(Photo-based referring expression data)
·····

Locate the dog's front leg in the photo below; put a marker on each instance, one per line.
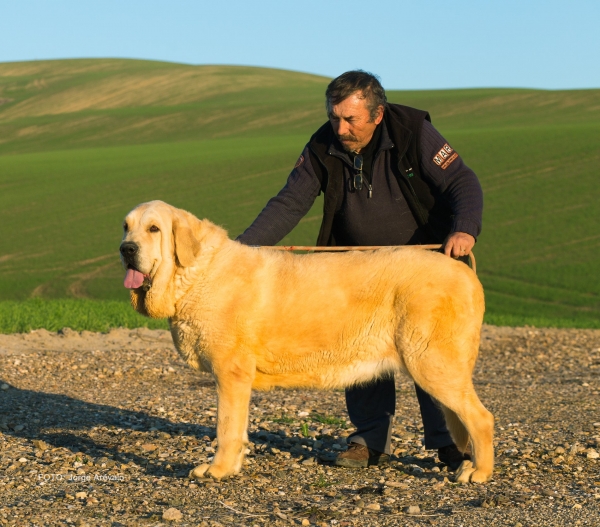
(234, 387)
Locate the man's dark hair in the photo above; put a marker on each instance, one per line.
(354, 81)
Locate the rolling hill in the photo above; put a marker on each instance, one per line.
(83, 141)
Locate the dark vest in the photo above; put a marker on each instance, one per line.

·····

TASK =>
Retype the data word for word, please, and keep the images out.

TASK ANSWER =>
Locate the dog's front leg in the photo below; put a marker on each instance, one per line.
(234, 387)
Locate the man's dark hair in the photo above; put a marker on each instance, one per line.
(354, 81)
Locate the rolling hill in the photo above; put a marker on each instance, one per line.
(83, 141)
Locate the dark vest in the photo above; put a marker on each instance, one per line.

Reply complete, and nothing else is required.